[Object point labels]
* begin *
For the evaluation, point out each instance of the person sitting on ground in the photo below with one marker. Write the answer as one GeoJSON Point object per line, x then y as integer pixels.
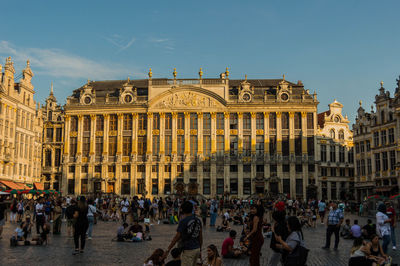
{"type": "Point", "coordinates": [176, 258]}
{"type": "Point", "coordinates": [121, 235]}
{"type": "Point", "coordinates": [156, 259]}
{"type": "Point", "coordinates": [369, 229]}
{"type": "Point", "coordinates": [227, 250]}
{"type": "Point", "coordinates": [346, 233]}
{"type": "Point", "coordinates": [375, 251]}
{"type": "Point", "coordinates": [355, 230]}
{"type": "Point", "coordinates": [359, 253]}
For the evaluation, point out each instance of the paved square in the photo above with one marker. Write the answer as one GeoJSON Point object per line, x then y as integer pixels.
{"type": "Point", "coordinates": [102, 251]}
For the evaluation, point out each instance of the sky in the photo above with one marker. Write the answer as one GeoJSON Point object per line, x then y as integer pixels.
{"type": "Point", "coordinates": [340, 49]}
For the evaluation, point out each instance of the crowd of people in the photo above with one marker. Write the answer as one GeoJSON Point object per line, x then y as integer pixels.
{"type": "Point", "coordinates": [282, 221]}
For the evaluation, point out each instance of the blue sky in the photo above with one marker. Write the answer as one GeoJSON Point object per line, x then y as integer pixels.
{"type": "Point", "coordinates": [341, 49]}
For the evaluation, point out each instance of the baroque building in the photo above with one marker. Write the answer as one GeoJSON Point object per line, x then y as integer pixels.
{"type": "Point", "coordinates": [375, 139]}
{"type": "Point", "coordinates": [208, 136]}
{"type": "Point", "coordinates": [20, 129]}
{"type": "Point", "coordinates": [52, 149]}
{"type": "Point", "coordinates": [335, 154]}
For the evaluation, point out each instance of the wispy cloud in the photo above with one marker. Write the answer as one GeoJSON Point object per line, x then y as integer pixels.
{"type": "Point", "coordinates": [120, 42]}
{"type": "Point", "coordinates": [59, 63]}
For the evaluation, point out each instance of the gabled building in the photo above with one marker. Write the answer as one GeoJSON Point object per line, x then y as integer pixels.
{"type": "Point", "coordinates": [20, 129]}
{"type": "Point", "coordinates": [335, 154]}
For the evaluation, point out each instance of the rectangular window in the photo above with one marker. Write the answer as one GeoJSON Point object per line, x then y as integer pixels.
{"type": "Point", "coordinates": [181, 121]}
{"type": "Point", "coordinates": [377, 162]}
{"type": "Point", "coordinates": [246, 186]}
{"type": "Point", "coordinates": [126, 146]}
{"type": "Point", "coordinates": [125, 186]}
{"type": "Point", "coordinates": [392, 160]}
{"type": "Point", "coordinates": [384, 161]}
{"type": "Point", "coordinates": [246, 145]}
{"type": "Point", "coordinates": [113, 126]}
{"type": "Point", "coordinates": [333, 153]}
{"type": "Point", "coordinates": [220, 121]}
{"type": "Point", "coordinates": [142, 145]}
{"type": "Point", "coordinates": [112, 146]}
{"type": "Point", "coordinates": [207, 145]}
{"type": "Point", "coordinates": [86, 147]}
{"type": "Point", "coordinates": [220, 186]}
{"type": "Point", "coordinates": [156, 144]}
{"type": "Point", "coordinates": [234, 186]}
{"type": "Point", "coordinates": [167, 186]}
{"type": "Point", "coordinates": [193, 121]}
{"type": "Point", "coordinates": [391, 135]}
{"type": "Point", "coordinates": [168, 144]}
{"type": "Point", "coordinates": [99, 123]}
{"type": "Point", "coordinates": [233, 123]}
{"type": "Point", "coordinates": [168, 121]}
{"type": "Point", "coordinates": [99, 146]}
{"type": "Point", "coordinates": [142, 122]}
{"type": "Point", "coordinates": [323, 153]}
{"type": "Point", "coordinates": [181, 145]}
{"type": "Point", "coordinates": [156, 121]}
{"type": "Point", "coordinates": [206, 187]}
{"type": "Point", "coordinates": [193, 145]}
{"type": "Point", "coordinates": [260, 121]}
{"type": "Point", "coordinates": [127, 122]}
{"type": "Point", "coordinates": [246, 121]}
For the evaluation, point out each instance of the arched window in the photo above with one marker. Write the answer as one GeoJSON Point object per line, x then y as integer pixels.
{"type": "Point", "coordinates": [332, 133]}
{"type": "Point", "coordinates": [341, 134]}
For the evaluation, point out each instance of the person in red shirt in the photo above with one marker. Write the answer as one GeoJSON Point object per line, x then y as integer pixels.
{"type": "Point", "coordinates": [227, 250]}
{"type": "Point", "coordinates": [392, 215]}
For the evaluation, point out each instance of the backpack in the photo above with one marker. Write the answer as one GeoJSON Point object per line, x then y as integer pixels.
{"type": "Point", "coordinates": [298, 257]}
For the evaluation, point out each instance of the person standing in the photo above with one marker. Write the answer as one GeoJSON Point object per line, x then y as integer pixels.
{"type": "Point", "coordinates": [81, 225]}
{"type": "Point", "coordinates": [190, 235]}
{"type": "Point", "coordinates": [255, 235]}
{"type": "Point", "coordinates": [392, 215]}
{"type": "Point", "coordinates": [91, 212]}
{"type": "Point", "coordinates": [334, 221]}
{"type": "Point", "coordinates": [383, 226]}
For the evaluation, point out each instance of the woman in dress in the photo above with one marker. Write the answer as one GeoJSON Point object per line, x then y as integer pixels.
{"type": "Point", "coordinates": [255, 235]}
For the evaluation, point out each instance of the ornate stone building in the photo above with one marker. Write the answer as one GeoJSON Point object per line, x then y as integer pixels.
{"type": "Point", "coordinates": [52, 151]}
{"type": "Point", "coordinates": [209, 136]}
{"type": "Point", "coordinates": [375, 137]}
{"type": "Point", "coordinates": [335, 154]}
{"type": "Point", "coordinates": [20, 129]}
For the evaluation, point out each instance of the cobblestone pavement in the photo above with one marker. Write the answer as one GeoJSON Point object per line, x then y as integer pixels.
{"type": "Point", "coordinates": [102, 251]}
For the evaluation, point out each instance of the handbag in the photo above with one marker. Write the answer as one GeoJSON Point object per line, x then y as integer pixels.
{"type": "Point", "coordinates": [298, 257]}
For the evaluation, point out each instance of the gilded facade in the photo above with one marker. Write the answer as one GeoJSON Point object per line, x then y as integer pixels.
{"type": "Point", "coordinates": [375, 140]}
{"type": "Point", "coordinates": [335, 154]}
{"type": "Point", "coordinates": [52, 148]}
{"type": "Point", "coordinates": [20, 128]}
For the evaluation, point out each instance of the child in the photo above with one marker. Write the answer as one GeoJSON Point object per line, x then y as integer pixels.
{"type": "Point", "coordinates": [176, 258]}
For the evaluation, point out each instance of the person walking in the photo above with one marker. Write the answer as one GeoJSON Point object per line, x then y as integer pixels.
{"type": "Point", "coordinates": [334, 221]}
{"type": "Point", "coordinates": [392, 215]}
{"type": "Point", "coordinates": [255, 235]}
{"type": "Point", "coordinates": [91, 212]}
{"type": "Point", "coordinates": [190, 235]}
{"type": "Point", "coordinates": [383, 226]}
{"type": "Point", "coordinates": [81, 225]}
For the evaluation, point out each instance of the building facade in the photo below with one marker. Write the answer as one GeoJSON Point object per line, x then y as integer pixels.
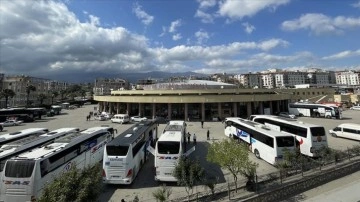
{"type": "Point", "coordinates": [203, 104]}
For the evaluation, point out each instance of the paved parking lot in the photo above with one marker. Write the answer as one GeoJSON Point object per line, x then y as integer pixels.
{"type": "Point", "coordinates": [145, 184]}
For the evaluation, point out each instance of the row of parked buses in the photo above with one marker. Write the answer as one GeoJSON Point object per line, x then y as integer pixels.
{"type": "Point", "coordinates": [268, 136]}
{"type": "Point", "coordinates": [125, 155]}
{"type": "Point", "coordinates": [32, 157]}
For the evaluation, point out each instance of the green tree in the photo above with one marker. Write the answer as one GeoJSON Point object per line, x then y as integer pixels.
{"type": "Point", "coordinates": [232, 156]}
{"type": "Point", "coordinates": [74, 186]}
{"type": "Point", "coordinates": [41, 97]}
{"type": "Point", "coordinates": [162, 194]}
{"type": "Point", "coordinates": [54, 94]}
{"type": "Point", "coordinates": [7, 93]}
{"type": "Point", "coordinates": [29, 89]}
{"type": "Point", "coordinates": [62, 94]}
{"type": "Point", "coordinates": [188, 173]}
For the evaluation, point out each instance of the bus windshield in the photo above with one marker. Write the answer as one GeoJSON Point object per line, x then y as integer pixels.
{"type": "Point", "coordinates": [285, 141]}
{"type": "Point", "coordinates": [19, 169]}
{"type": "Point", "coordinates": [317, 131]}
{"type": "Point", "coordinates": [117, 150]}
{"type": "Point", "coordinates": [165, 147]}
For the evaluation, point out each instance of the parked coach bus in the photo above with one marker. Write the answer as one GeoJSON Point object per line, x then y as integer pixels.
{"type": "Point", "coordinates": [315, 110]}
{"type": "Point", "coordinates": [25, 175]}
{"type": "Point", "coordinates": [309, 137]}
{"type": "Point", "coordinates": [168, 150]}
{"type": "Point", "coordinates": [265, 143]}
{"type": "Point", "coordinates": [127, 153]}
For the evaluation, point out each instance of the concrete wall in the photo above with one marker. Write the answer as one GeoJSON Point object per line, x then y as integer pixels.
{"type": "Point", "coordinates": [306, 183]}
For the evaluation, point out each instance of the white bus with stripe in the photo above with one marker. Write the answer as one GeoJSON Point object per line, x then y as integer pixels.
{"type": "Point", "coordinates": [22, 145]}
{"type": "Point", "coordinates": [309, 137]}
{"type": "Point", "coordinates": [126, 154]}
{"type": "Point", "coordinates": [264, 142]}
{"type": "Point", "coordinates": [24, 176]}
{"type": "Point", "coordinates": [18, 135]}
{"type": "Point", "coordinates": [169, 148]}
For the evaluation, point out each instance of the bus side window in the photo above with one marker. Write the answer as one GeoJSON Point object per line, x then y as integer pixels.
{"type": "Point", "coordinates": [44, 166]}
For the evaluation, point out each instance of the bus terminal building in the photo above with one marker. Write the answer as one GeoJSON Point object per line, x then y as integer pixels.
{"type": "Point", "coordinates": [205, 102]}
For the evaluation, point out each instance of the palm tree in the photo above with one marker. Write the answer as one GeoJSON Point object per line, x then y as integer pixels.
{"type": "Point", "coordinates": [7, 93]}
{"type": "Point", "coordinates": [29, 88]}
{"type": "Point", "coordinates": [41, 98]}
{"type": "Point", "coordinates": [54, 94]}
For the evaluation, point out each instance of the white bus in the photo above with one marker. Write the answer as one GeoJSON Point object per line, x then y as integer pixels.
{"type": "Point", "coordinates": [37, 139]}
{"type": "Point", "coordinates": [347, 130]}
{"type": "Point", "coordinates": [126, 154]}
{"type": "Point", "coordinates": [314, 110]}
{"type": "Point", "coordinates": [25, 175]}
{"type": "Point", "coordinates": [309, 137]}
{"type": "Point", "coordinates": [168, 150]}
{"type": "Point", "coordinates": [265, 143]}
{"type": "Point", "coordinates": [11, 137]}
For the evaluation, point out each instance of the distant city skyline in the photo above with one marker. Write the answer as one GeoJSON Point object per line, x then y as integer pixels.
{"type": "Point", "coordinates": [75, 40]}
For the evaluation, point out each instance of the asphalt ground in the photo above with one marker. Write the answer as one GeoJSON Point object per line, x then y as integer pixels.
{"type": "Point", "coordinates": [144, 184]}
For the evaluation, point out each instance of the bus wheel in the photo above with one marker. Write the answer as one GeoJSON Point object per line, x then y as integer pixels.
{"type": "Point", "coordinates": [257, 154]}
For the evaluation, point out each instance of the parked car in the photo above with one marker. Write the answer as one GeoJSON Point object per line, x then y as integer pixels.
{"type": "Point", "coordinates": [137, 118]}
{"type": "Point", "coordinates": [100, 118]}
{"type": "Point", "coordinates": [287, 115]}
{"type": "Point", "coordinates": [11, 123]}
{"type": "Point", "coordinates": [355, 108]}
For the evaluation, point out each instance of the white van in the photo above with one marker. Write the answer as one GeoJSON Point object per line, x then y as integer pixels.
{"type": "Point", "coordinates": [347, 130]}
{"type": "Point", "coordinates": [120, 118]}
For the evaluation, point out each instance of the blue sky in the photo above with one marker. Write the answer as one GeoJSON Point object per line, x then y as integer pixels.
{"type": "Point", "coordinates": [63, 39]}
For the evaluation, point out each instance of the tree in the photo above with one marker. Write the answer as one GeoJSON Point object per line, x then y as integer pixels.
{"type": "Point", "coordinates": [232, 156]}
{"type": "Point", "coordinates": [162, 194]}
{"type": "Point", "coordinates": [54, 94]}
{"type": "Point", "coordinates": [41, 97]}
{"type": "Point", "coordinates": [188, 173]}
{"type": "Point", "coordinates": [62, 94]}
{"type": "Point", "coordinates": [74, 185]}
{"type": "Point", "coordinates": [29, 89]}
{"type": "Point", "coordinates": [7, 93]}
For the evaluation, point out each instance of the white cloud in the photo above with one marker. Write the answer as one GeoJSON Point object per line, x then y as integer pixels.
{"type": "Point", "coordinates": [145, 18]}
{"type": "Point", "coordinates": [205, 17]}
{"type": "Point", "coordinates": [247, 8]}
{"type": "Point", "coordinates": [272, 43]}
{"type": "Point", "coordinates": [356, 5]}
{"type": "Point", "coordinates": [174, 25]}
{"type": "Point", "coordinates": [203, 4]}
{"type": "Point", "coordinates": [342, 55]}
{"type": "Point", "coordinates": [248, 27]}
{"type": "Point", "coordinates": [319, 23]}
{"type": "Point", "coordinates": [177, 37]}
{"type": "Point", "coordinates": [201, 36]}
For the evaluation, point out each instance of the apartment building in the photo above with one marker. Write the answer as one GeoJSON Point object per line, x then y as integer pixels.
{"type": "Point", "coordinates": [18, 84]}
{"type": "Point", "coordinates": [250, 80]}
{"type": "Point", "coordinates": [104, 86]}
{"type": "Point", "coordinates": [348, 77]}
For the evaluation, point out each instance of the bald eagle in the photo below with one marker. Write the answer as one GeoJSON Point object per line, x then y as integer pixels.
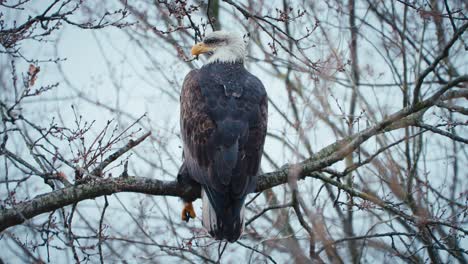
{"type": "Point", "coordinates": [223, 121]}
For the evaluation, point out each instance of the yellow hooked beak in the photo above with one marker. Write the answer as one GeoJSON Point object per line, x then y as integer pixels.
{"type": "Point", "coordinates": [200, 48]}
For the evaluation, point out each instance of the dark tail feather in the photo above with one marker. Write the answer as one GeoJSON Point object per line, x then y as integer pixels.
{"type": "Point", "coordinates": [223, 223]}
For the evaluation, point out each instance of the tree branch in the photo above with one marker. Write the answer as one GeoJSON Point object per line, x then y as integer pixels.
{"type": "Point", "coordinates": [310, 167]}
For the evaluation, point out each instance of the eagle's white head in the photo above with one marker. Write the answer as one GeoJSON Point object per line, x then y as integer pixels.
{"type": "Point", "coordinates": [221, 46]}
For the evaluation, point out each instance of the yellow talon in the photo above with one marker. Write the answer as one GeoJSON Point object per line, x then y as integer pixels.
{"type": "Point", "coordinates": [188, 212]}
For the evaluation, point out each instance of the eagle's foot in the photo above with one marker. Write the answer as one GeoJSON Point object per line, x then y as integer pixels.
{"type": "Point", "coordinates": [188, 212]}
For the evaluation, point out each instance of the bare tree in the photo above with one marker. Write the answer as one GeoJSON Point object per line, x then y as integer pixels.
{"type": "Point", "coordinates": [365, 150]}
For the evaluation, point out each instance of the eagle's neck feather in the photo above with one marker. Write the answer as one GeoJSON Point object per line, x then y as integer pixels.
{"type": "Point", "coordinates": [234, 52]}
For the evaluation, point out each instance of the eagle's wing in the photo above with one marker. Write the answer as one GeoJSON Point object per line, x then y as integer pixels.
{"type": "Point", "coordinates": [223, 127]}
{"type": "Point", "coordinates": [210, 126]}
{"type": "Point", "coordinates": [197, 128]}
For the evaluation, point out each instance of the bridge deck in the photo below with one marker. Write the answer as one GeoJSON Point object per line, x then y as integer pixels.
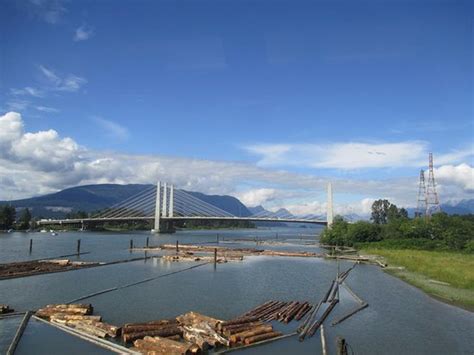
{"type": "Point", "coordinates": [179, 218]}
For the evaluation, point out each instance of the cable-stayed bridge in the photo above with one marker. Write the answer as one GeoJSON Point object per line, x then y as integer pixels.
{"type": "Point", "coordinates": [163, 204]}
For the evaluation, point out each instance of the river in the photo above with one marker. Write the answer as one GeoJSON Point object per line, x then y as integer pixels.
{"type": "Point", "coordinates": [400, 319]}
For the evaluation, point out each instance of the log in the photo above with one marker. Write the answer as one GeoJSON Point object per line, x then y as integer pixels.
{"type": "Point", "coordinates": [261, 337]}
{"type": "Point", "coordinates": [192, 318]}
{"type": "Point", "coordinates": [197, 339]}
{"type": "Point", "coordinates": [91, 329]}
{"type": "Point", "coordinates": [240, 327]}
{"type": "Point", "coordinates": [62, 318]}
{"type": "Point", "coordinates": [161, 346]}
{"type": "Point", "coordinates": [301, 313]}
{"type": "Point", "coordinates": [291, 314]}
{"type": "Point", "coordinates": [163, 332]}
{"type": "Point", "coordinates": [205, 329]}
{"type": "Point", "coordinates": [250, 333]}
{"type": "Point", "coordinates": [258, 308]}
{"type": "Point", "coordinates": [146, 327]}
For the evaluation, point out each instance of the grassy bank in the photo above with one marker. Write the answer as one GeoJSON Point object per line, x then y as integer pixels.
{"type": "Point", "coordinates": [448, 276]}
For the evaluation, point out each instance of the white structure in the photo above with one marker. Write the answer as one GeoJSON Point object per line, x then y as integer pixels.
{"type": "Point", "coordinates": [170, 211]}
{"type": "Point", "coordinates": [157, 208]}
{"type": "Point", "coordinates": [329, 212]}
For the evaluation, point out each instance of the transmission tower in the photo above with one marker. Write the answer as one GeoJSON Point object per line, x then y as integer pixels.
{"type": "Point", "coordinates": [421, 205]}
{"type": "Point", "coordinates": [432, 200]}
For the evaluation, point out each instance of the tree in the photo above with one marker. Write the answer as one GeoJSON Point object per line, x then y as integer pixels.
{"type": "Point", "coordinates": [380, 211]}
{"type": "Point", "coordinates": [25, 219]}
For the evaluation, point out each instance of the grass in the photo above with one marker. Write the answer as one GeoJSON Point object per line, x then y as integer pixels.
{"type": "Point", "coordinates": [445, 275]}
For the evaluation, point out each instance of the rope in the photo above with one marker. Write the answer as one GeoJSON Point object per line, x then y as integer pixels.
{"type": "Point", "coordinates": [134, 283]}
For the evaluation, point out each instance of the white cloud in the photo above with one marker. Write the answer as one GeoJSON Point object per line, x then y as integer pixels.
{"type": "Point", "coordinates": [33, 163]}
{"type": "Point", "coordinates": [83, 33]}
{"type": "Point", "coordinates": [28, 90]}
{"type": "Point", "coordinates": [255, 197]}
{"type": "Point", "coordinates": [68, 83]}
{"type": "Point", "coordinates": [50, 11]}
{"type": "Point", "coordinates": [47, 109]}
{"type": "Point", "coordinates": [350, 156]}
{"type": "Point", "coordinates": [112, 129]}
{"type": "Point", "coordinates": [461, 175]}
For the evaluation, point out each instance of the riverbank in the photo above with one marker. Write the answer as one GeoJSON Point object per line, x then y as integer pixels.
{"type": "Point", "coordinates": [447, 276]}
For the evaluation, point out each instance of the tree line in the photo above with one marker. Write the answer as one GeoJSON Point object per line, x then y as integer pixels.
{"type": "Point", "coordinates": [391, 227]}
{"type": "Point", "coordinates": [8, 218]}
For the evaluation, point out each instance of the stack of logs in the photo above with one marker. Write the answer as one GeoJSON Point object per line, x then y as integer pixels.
{"type": "Point", "coordinates": [279, 310]}
{"type": "Point", "coordinates": [246, 331]}
{"type": "Point", "coordinates": [5, 309]}
{"type": "Point", "coordinates": [78, 316]}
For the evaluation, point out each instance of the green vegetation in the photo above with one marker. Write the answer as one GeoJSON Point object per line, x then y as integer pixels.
{"type": "Point", "coordinates": [448, 276]}
{"type": "Point", "coordinates": [392, 228]}
{"type": "Point", "coordinates": [434, 254]}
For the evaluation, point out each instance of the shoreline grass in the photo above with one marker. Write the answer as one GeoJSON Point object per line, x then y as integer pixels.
{"type": "Point", "coordinates": [448, 276]}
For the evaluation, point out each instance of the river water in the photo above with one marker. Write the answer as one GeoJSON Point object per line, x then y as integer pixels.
{"type": "Point", "coordinates": [400, 319]}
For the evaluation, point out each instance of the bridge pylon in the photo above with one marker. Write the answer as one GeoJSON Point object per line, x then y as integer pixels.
{"type": "Point", "coordinates": [163, 208]}
{"type": "Point", "coordinates": [329, 211]}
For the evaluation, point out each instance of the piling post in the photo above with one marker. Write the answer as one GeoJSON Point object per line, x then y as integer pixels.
{"type": "Point", "coordinates": [341, 346]}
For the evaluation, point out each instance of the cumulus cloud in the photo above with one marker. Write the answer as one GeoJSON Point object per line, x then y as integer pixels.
{"type": "Point", "coordinates": [67, 83]}
{"type": "Point", "coordinates": [28, 90]}
{"type": "Point", "coordinates": [47, 109]}
{"type": "Point", "coordinates": [83, 33]}
{"type": "Point", "coordinates": [112, 129]}
{"type": "Point", "coordinates": [50, 11]}
{"type": "Point", "coordinates": [461, 175]}
{"type": "Point", "coordinates": [349, 156]}
{"type": "Point", "coordinates": [255, 197]}
{"type": "Point", "coordinates": [34, 163]}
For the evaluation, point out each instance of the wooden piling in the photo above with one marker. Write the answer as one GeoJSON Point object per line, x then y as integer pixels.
{"type": "Point", "coordinates": [341, 346]}
{"type": "Point", "coordinates": [19, 333]}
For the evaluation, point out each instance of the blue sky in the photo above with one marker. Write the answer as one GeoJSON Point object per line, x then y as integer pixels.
{"type": "Point", "coordinates": [350, 90]}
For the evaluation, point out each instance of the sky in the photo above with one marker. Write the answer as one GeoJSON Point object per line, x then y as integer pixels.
{"type": "Point", "coordinates": [264, 100]}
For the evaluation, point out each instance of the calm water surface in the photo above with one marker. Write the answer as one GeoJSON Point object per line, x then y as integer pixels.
{"type": "Point", "coordinates": [400, 319]}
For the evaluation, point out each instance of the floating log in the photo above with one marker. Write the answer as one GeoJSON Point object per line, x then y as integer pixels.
{"type": "Point", "coordinates": [301, 313]}
{"type": "Point", "coordinates": [240, 328]}
{"type": "Point", "coordinates": [192, 318]}
{"type": "Point", "coordinates": [4, 309]}
{"type": "Point", "coordinates": [261, 337]}
{"type": "Point", "coordinates": [163, 332]}
{"type": "Point", "coordinates": [236, 321]}
{"type": "Point", "coordinates": [250, 333]}
{"type": "Point", "coordinates": [91, 329]}
{"type": "Point", "coordinates": [134, 328]}
{"type": "Point", "coordinates": [197, 339]}
{"type": "Point", "coordinates": [157, 345]}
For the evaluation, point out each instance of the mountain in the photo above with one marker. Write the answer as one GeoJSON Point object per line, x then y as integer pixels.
{"type": "Point", "coordinates": [92, 198]}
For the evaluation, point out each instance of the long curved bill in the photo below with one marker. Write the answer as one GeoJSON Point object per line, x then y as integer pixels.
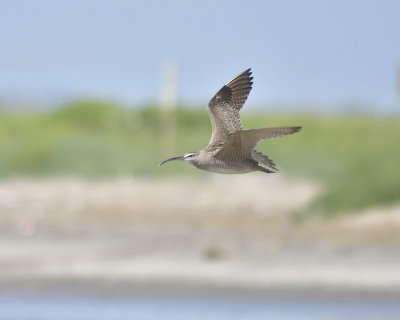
{"type": "Point", "coordinates": [170, 159]}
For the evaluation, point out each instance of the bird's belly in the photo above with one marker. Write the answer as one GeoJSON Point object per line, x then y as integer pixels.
{"type": "Point", "coordinates": [228, 168]}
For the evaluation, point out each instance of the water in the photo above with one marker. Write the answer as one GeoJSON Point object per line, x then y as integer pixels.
{"type": "Point", "coordinates": [88, 307]}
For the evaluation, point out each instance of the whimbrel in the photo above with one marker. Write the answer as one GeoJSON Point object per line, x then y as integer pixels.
{"type": "Point", "coordinates": [232, 149]}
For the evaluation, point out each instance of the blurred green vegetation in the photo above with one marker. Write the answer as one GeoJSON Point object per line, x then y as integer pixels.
{"type": "Point", "coordinates": [355, 157]}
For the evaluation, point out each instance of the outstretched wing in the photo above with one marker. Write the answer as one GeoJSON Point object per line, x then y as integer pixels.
{"type": "Point", "coordinates": [240, 145]}
{"type": "Point", "coordinates": [224, 107]}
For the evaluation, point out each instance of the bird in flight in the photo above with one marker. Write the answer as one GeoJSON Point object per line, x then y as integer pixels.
{"type": "Point", "coordinates": [232, 149]}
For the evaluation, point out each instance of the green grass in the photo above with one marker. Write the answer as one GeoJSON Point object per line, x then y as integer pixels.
{"type": "Point", "coordinates": [356, 157]}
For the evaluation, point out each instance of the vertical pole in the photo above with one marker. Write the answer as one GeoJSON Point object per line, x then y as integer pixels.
{"type": "Point", "coordinates": [168, 104]}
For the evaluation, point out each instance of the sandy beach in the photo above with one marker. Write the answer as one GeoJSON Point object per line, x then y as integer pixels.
{"type": "Point", "coordinates": [221, 231]}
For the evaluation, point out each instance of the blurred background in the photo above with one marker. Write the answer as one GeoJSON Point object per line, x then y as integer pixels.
{"type": "Point", "coordinates": [95, 94]}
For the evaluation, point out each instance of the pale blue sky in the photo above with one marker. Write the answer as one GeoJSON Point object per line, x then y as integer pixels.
* end *
Repeat exactly, and only, the lines of the records above, starting with the line that contains "For the evaluation, point out each instance of the vertical" and ending with the final line, both included.

For the evaluation, point out each instance of the vertical pole in the photo above with one marker. Write the answer as one GeoJSON Point object per line, x then y as integer pixels.
{"type": "Point", "coordinates": [168, 104]}
For the evaluation, point out each instance of the sandy beach in the photo above with one marker. Write the answer as one GeoJSON Point object per line, x then y as integer pixels.
{"type": "Point", "coordinates": [221, 231]}
For the evaluation, point out each instance of the blurred background in the photo above with one marker. Write the answer as one GeoJSON Point object per line, x then y as integer pixels.
{"type": "Point", "coordinates": [95, 94]}
For the evaluation, point out each instance of the pale blue sky in the photo above with one marker. Write the answer as one GeoJSON Point object per line, x then y as integer pixels.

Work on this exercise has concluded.